Prompt: Reproduce word for word the passage below on Tennessee and Texas recording and privacy laws.

Quoted passage:
Under the statute, consent is not required for the taping of a non-electronic communication uttered by a person who does not have a reasonable expectation of privacy in that communication. See definition of “oral communication,” Tenn. Code Ann. § 40-6-303.

Anyone whose communications have been unlawfully intercepted can file a civil suit to recover the greater of actual damages or liquidated damages of $100 per day of violation or $10,000, whichever is greater. A plaintiff can also claim punitive damages, attorney fees, and litigation costs. The statute of limitations for such a lawsuit is two years. Tenn. Code Ann. § 39-13-603.

Recording or disseminating a communication carried out through a cellular or cordless phone, or disseminating the contents with knowledge of their illegal origin, without the consent of at least one party, can be punished as a felony with a potential prison sentence of between one and six years and a fine not to exceed $3,000. Tenn. Code Ann. §§ 39-13-604, 40-35-111.

It is a misdemeanor to photograph, film, or observe a person without consent where there is a reasonable expectation of privacy; when the photographing, filming or viewing “would offend or embarrass an ordinary person,” and when the filming is done for sexual purposes. Tenn. Code Ann. §§ 39-13-605, 39-13-607. Dissemination of a photograph or videotape taken in violation of these provisions is a felony. Tenn. Code Ann. §39-13-605(2).

 

Texas
So long as a wire, oral, or electronic communication—including the radio portion of any cordless telephone call—is not recorded for a criminal or tortious purpose, anyone who is a party to the communication, or who has the consent of a party, can lawfully record the communication and disclose its contents. Texas Penal Code § 16.02.

Under the statute, consent is not required for the taping of a non-electronic communication uttered by a person who does not have a reasonable expectation of privacy in that communication. See definition of “oral communication,” Texas Code Crim. Pro. Art. 18.20.

Given entries:
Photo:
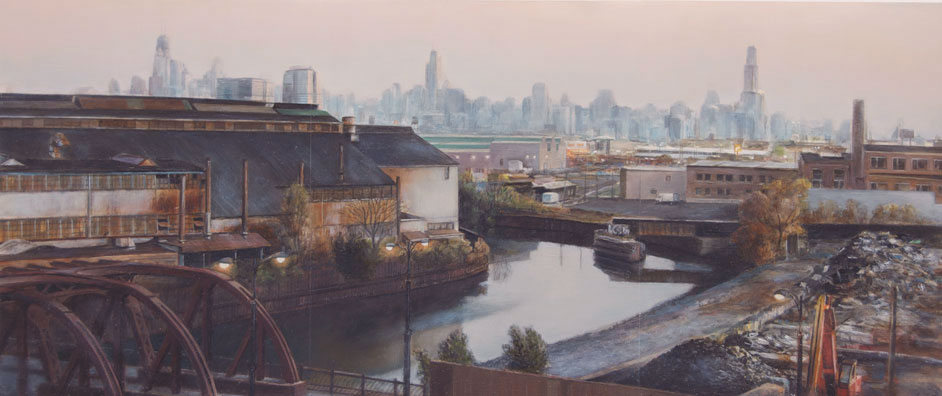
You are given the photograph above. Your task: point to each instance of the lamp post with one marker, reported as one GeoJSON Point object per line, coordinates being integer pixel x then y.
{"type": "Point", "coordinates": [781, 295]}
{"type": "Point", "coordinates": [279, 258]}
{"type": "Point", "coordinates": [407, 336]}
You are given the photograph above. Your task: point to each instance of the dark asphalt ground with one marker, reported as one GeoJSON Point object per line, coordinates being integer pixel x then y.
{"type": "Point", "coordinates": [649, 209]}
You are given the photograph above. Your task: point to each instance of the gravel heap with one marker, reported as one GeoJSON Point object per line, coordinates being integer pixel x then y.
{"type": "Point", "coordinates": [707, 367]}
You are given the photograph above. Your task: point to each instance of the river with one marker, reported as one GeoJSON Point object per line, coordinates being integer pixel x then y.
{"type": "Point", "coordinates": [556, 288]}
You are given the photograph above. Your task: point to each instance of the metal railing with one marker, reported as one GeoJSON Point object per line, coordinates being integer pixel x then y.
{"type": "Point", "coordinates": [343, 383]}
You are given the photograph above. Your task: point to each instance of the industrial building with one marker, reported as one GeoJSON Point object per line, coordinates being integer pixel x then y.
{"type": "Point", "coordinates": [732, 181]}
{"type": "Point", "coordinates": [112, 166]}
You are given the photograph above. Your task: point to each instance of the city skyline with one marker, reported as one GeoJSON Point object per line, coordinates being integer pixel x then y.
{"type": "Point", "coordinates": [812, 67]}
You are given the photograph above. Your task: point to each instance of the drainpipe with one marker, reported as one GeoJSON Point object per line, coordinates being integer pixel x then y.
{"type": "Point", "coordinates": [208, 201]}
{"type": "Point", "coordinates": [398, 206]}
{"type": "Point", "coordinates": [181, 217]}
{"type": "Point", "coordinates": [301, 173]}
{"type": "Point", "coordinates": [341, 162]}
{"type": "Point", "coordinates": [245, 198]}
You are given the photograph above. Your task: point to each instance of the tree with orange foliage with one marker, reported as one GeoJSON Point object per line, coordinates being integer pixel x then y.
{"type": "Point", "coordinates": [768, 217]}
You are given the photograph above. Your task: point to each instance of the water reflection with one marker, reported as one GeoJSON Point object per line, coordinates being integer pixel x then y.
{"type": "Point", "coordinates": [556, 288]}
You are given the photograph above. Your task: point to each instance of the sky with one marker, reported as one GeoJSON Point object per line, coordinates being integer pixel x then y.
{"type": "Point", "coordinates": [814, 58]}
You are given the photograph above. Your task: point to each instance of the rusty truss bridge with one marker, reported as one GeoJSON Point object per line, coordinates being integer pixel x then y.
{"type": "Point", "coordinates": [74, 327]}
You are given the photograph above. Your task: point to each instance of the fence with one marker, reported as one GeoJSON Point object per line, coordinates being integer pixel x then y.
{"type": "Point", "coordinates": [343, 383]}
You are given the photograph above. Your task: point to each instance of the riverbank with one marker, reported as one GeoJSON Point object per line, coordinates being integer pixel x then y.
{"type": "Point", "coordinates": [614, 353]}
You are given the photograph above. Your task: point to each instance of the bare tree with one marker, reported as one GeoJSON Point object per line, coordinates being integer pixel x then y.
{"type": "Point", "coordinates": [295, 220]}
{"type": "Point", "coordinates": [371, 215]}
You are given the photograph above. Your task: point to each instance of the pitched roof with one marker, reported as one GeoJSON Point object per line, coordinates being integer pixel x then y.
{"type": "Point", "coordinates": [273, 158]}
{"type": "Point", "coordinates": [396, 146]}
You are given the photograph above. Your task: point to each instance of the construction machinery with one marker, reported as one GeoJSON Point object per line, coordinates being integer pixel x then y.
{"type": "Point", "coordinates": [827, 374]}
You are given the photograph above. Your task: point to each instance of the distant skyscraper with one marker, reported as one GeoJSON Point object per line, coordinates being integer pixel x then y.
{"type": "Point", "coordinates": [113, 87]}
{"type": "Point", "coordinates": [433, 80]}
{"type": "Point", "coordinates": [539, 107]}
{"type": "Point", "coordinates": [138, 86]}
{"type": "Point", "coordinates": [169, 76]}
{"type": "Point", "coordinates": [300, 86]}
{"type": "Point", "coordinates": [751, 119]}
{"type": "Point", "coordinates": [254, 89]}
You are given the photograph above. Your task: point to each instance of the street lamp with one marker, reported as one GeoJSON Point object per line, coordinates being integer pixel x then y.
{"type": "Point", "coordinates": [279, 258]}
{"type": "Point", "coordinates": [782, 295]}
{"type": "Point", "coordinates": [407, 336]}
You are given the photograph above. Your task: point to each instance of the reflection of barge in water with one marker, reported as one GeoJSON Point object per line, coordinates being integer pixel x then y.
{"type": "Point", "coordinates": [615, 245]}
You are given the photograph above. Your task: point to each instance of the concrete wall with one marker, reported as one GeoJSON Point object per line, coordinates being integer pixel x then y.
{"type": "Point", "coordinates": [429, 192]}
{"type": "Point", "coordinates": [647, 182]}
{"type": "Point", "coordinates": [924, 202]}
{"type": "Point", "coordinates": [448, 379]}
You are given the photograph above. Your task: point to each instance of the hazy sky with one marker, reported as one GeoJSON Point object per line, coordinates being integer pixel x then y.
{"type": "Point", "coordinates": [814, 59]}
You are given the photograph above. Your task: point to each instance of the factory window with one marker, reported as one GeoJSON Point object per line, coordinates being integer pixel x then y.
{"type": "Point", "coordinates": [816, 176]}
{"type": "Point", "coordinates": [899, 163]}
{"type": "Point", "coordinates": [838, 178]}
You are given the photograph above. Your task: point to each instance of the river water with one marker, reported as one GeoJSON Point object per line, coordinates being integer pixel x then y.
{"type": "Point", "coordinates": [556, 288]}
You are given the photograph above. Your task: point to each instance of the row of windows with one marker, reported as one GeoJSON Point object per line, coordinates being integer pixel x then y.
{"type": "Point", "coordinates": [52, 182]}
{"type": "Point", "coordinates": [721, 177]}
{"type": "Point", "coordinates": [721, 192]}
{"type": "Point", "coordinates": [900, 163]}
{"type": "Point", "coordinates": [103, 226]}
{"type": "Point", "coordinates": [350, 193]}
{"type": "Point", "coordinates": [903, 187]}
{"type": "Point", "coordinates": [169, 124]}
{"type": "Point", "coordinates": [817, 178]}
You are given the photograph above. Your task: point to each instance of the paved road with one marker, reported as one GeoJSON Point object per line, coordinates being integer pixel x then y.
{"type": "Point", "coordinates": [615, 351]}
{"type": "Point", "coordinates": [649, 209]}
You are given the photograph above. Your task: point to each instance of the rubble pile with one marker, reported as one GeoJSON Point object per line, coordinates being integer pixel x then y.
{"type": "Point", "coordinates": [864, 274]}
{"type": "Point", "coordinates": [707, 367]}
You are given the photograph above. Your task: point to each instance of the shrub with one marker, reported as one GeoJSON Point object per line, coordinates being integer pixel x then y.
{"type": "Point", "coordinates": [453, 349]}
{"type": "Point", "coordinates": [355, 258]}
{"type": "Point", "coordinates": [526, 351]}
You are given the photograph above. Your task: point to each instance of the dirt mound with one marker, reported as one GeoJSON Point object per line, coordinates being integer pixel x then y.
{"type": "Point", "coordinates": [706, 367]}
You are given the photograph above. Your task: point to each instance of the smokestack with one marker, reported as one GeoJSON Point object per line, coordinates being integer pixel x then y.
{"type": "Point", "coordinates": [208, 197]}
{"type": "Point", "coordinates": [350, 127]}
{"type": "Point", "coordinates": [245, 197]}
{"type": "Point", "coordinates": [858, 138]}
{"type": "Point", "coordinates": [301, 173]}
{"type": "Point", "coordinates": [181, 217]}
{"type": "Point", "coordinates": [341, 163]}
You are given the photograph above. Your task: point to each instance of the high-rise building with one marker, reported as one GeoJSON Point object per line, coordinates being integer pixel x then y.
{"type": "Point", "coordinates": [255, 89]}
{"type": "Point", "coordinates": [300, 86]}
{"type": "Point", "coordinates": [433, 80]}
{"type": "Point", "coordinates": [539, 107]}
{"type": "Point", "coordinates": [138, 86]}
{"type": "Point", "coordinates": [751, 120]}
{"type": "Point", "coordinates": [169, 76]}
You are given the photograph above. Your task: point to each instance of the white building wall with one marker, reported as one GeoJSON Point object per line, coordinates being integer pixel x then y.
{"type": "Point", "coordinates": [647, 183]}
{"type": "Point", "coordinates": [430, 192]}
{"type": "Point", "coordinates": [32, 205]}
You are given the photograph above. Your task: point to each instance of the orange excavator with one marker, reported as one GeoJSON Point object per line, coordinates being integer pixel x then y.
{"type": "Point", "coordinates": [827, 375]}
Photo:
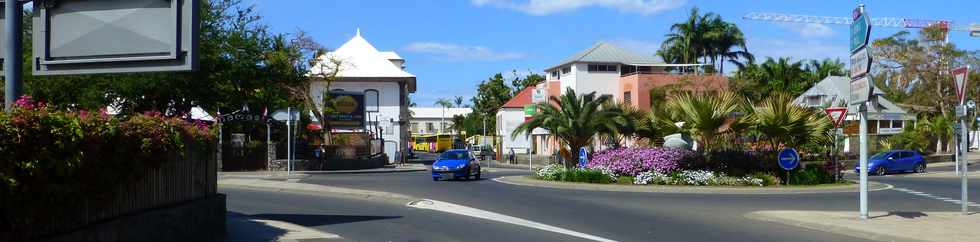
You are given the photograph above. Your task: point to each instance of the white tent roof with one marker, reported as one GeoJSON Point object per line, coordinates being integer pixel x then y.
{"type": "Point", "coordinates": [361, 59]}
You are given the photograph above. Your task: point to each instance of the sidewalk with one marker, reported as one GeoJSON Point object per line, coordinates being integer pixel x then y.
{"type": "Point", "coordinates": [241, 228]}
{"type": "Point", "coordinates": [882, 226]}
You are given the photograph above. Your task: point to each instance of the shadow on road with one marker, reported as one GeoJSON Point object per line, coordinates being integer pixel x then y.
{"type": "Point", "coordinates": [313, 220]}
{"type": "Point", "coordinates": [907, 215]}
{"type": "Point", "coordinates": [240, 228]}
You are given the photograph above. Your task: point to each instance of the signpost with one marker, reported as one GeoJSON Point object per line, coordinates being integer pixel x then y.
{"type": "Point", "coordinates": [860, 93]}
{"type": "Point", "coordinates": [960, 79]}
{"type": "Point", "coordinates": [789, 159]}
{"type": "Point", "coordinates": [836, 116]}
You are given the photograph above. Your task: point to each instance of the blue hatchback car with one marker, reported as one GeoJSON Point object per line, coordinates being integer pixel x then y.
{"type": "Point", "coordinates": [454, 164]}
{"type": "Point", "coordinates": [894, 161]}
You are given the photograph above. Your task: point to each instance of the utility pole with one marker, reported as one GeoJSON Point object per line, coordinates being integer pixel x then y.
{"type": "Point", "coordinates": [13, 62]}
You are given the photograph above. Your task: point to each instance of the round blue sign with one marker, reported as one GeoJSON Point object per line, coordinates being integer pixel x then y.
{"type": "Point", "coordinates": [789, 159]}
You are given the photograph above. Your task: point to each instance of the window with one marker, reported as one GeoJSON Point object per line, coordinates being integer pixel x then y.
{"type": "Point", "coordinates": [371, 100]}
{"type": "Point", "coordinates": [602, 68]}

Full answer:
Under the statute, consent is not required for the taping of a non-electronic communication uttered by a person who does not have a reasonable expectation of privacy in that communication. See definition of “oral communication,” Tenn. Code Ann. § 40-6-303.

Anyone whose communications have been unlawfully intercepted can file a civil suit to recover the greater of actual damages or liquidated damages of $100 per day of violation or $10,000, whichever is greater. A plaintiff can also claim punitive damages, attorney fees, and litigation costs. The statute of limitations for such a lawsuit is two years. Tenn. Code Ann. § 39-13-603.

Recording or disseminating a communication carried out through a cellular or cordless phone, or disseminating the contents with knowledge of their illegal origin, without the consent of at least one party, can be punished as a felony with a potential prison sentence of between one and six years and a fine not to exceed $3,000. Tenn. Code Ann. §§ 39-13-604, 40-35-111.

It is a misdemeanor to photograph, film, or observe a person without consent where there is a reasonable expectation of privacy; when the photographing, filming or viewing “would offend or embarrass an ordinary person,” and when the filming is done for sexual purposes. Tenn. Code Ann. §§ 39-13-605, 39-13-607. Dissemination of a photograph or videotape taken in violation of these provisions is a felony. Tenn. Code Ann. §39-13-605(2).

 

Texas
So long as a wire, oral, or electronic communication—including the radio portion of any cordless telephone call—is not recorded for a criminal or tortious purpose, anyone who is a party to the communication, or who has the consent of a party, can lawfully record the communication and disclose its contents. Texas Penal Code § 16.02.

Under the statute, consent is not required for the taping of a non-electronic communication uttered by a person who does not have a reasonable expectation of privacy in that communication. See definition of “oral communication,” Texas Code Crim. Pro. Art. 18.20.